Exercise tasks →
1) According to the article on the Peter McVerry Trust annual report, why does the charity expect 2020 to be its best year on housing delivery despite Covid-19?
2) Carry on the article about the Peter McVerry Trust's 2019 annual report from its final sentence.

Source document →
^^^^^^^^
The biggest barrier facing homeless people securing their own accommodation is a lack of one-bedroom homes across the country, according to Peter McVerry Trust, which launched its 2019 annual report today.

The Housing First model was used by the national housing and homeless charity to help end homelessness in 11 counties last year.

The trust said it was active across 21 local authorities and worked with 6,184 people across Ireland in 2019.

Despite Covid-19, the charity said it expects 2020 to be its best year on housing delivery as it "ramps up" social housing provision by reusing long-term vacant units.

It said that over the next 12 months, it will deliver more than 210 social housing units through construction, leasing, re-use of empty buildings and acquisition.

The trust said construction projects will deliver new social housing units in locations including Dublin, Limerick, and Kildare.

Over 70% of those units will be one-bedroom apartments.

The 2019 annual report said staff training increased by 32% last year through a new centre that opened in St Stephen's Green.

It has capacity for up to 70 people.
^^^^^^^^
Material supplied →
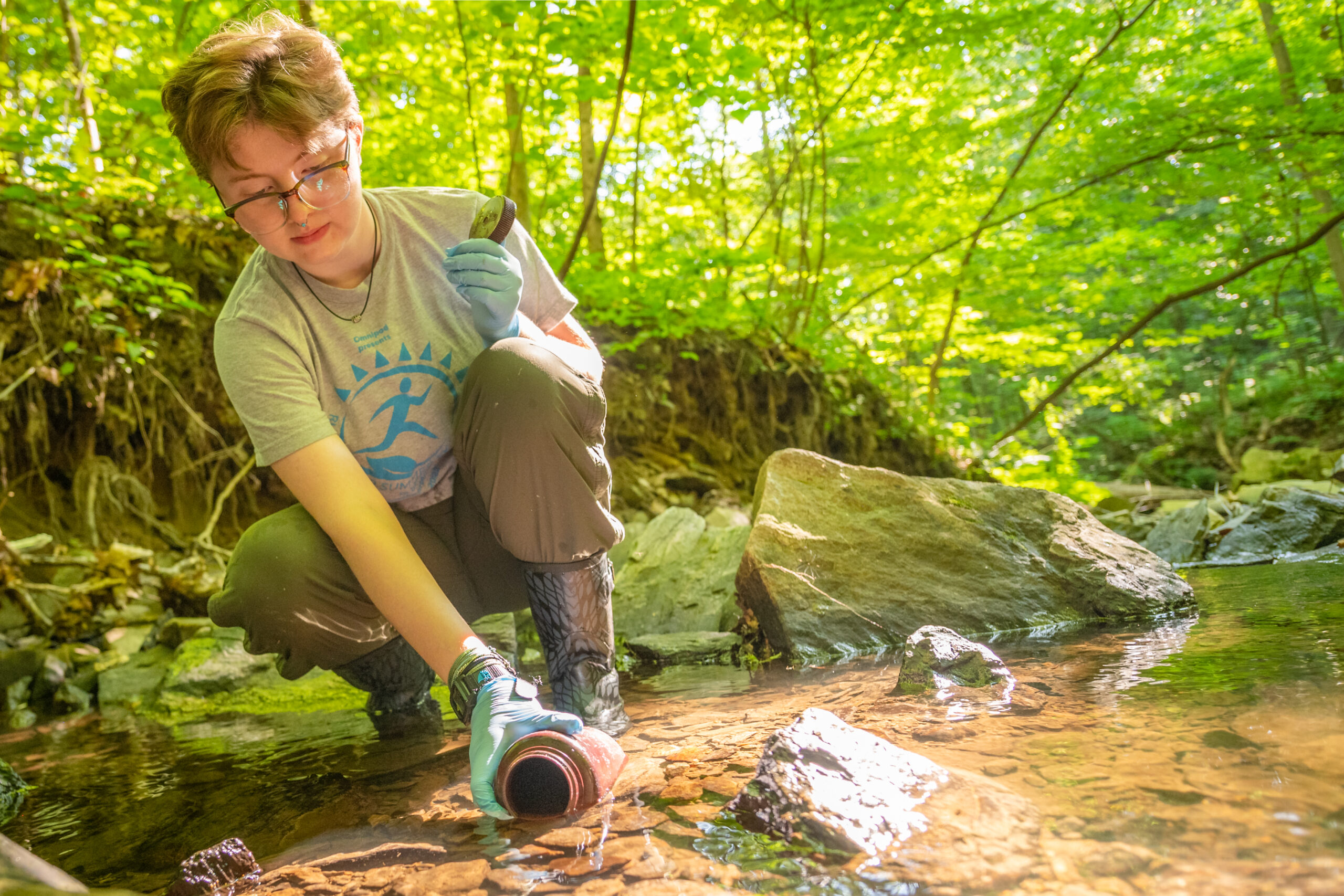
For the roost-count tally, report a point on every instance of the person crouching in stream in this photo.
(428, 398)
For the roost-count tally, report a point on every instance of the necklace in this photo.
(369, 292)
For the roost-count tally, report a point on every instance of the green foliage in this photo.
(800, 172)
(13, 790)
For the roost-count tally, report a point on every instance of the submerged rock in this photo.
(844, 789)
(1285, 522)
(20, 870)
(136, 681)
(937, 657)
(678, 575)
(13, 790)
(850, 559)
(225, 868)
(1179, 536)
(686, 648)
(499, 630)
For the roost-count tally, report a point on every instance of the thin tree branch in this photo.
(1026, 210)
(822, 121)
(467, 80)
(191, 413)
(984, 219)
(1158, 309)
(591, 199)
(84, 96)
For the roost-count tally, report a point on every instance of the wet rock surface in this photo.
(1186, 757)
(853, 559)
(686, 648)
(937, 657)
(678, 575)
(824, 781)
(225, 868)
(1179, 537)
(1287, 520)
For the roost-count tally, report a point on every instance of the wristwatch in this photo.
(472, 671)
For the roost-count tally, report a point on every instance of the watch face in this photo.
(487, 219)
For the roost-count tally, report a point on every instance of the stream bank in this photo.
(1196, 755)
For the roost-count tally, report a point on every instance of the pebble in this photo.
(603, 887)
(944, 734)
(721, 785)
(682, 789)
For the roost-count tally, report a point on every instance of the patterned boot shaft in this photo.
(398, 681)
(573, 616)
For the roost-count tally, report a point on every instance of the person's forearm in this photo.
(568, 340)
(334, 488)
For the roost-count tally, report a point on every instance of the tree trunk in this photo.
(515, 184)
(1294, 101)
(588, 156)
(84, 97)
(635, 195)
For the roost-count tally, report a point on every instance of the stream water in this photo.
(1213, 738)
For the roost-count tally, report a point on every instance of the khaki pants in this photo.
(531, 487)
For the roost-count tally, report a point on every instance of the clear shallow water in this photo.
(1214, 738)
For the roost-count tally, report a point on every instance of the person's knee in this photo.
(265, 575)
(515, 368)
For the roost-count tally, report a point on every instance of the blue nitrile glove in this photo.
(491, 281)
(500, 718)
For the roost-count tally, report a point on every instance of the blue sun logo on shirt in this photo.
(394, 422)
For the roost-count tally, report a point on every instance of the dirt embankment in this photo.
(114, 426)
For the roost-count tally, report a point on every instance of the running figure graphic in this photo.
^^^^^^^^
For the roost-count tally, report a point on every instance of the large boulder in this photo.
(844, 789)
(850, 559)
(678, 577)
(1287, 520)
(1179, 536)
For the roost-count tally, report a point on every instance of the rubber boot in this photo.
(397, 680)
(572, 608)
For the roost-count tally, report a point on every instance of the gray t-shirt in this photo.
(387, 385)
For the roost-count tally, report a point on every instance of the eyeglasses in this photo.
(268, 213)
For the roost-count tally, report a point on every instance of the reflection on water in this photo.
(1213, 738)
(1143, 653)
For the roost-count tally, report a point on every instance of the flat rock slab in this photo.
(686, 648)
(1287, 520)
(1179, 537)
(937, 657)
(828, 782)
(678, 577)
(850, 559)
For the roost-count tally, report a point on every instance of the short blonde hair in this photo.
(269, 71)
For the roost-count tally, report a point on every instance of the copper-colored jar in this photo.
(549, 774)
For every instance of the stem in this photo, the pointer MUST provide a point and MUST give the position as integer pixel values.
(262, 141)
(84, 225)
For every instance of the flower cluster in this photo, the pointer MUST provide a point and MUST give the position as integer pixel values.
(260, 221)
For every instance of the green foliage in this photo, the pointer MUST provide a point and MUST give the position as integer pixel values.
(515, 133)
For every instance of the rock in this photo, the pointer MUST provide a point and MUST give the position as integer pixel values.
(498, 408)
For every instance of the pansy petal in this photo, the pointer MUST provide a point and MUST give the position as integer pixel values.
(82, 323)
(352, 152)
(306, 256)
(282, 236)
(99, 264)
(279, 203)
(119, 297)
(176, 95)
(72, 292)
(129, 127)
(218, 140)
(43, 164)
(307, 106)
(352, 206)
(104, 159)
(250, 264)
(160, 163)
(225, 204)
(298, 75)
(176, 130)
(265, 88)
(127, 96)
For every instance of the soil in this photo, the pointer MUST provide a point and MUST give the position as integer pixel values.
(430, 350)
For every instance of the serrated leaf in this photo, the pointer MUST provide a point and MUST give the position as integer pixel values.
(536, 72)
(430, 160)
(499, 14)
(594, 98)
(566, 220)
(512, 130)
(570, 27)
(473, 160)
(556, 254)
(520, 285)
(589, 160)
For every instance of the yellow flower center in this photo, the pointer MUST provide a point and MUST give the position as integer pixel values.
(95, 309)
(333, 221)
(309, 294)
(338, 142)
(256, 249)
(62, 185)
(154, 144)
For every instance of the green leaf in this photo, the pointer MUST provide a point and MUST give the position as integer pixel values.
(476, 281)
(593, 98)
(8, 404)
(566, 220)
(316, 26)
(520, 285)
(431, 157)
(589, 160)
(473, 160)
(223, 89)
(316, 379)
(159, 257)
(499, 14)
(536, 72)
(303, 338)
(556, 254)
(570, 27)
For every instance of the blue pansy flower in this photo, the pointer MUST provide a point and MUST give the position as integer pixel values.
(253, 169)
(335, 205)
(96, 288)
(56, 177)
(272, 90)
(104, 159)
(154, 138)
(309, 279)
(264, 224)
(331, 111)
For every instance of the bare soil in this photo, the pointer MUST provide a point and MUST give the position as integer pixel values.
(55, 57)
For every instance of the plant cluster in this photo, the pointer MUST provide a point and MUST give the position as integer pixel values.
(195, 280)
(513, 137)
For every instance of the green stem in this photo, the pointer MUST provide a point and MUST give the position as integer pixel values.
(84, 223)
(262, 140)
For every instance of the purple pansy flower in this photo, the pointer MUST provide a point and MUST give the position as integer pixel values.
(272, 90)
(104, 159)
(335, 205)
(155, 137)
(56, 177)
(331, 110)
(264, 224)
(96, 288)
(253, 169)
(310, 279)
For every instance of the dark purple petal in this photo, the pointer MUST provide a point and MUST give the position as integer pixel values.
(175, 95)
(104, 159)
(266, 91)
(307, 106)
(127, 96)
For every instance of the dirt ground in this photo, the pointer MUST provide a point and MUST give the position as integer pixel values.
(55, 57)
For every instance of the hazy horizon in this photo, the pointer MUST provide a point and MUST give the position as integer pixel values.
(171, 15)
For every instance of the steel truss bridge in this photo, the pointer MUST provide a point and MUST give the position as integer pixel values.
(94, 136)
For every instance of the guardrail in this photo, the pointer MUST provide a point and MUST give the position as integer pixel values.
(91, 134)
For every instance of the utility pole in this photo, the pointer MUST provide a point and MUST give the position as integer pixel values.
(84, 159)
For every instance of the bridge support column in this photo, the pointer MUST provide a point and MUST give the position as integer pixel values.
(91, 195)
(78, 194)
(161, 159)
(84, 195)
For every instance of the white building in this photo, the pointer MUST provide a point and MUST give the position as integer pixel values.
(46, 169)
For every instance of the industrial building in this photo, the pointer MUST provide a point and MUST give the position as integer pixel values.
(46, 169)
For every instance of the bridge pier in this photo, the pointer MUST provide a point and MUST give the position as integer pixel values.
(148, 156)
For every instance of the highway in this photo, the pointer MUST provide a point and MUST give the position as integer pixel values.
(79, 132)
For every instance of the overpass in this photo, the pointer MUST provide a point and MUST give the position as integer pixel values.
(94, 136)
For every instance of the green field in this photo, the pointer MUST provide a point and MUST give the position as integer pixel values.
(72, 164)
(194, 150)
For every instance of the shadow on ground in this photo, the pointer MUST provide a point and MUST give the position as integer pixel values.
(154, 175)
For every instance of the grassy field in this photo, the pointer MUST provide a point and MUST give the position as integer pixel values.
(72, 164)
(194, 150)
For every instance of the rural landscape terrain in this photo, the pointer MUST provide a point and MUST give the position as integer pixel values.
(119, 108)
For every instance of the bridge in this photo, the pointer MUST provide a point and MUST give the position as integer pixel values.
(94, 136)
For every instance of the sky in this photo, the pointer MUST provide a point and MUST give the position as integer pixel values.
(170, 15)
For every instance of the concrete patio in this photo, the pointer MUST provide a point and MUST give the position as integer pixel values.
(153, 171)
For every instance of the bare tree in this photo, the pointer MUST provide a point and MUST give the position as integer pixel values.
^^^^^^^^
Activity answers →
1) The charity expects 2020 to be its best year on housing delivery because it is ramping up social housing provision by reusing long-term vacant units.

2)
(L-R) Peter McVerry Trust CEO Pat Doyle, Minister for Housing Darragh O'Brien and Fr Peter McVerry at the launch of the report (pic:

The trust also initiated a recruitment drive hiring "highly skilled" project workers from Spain.

It said the initiative arose because of "the challenges in securing staff within Ireland due to the lack of suitably qualified social care workers".

The report said the recruitment drive in Spain allowed the trust to "recruit additional, highly quality project workers" to ensure the appropriate staffing of existing and new services.

It said the process was streamlined to facilitate group intakes which fed into their Frontline Staff Training Programme.

The report was published by Minister for Housing Darragh O'Brien.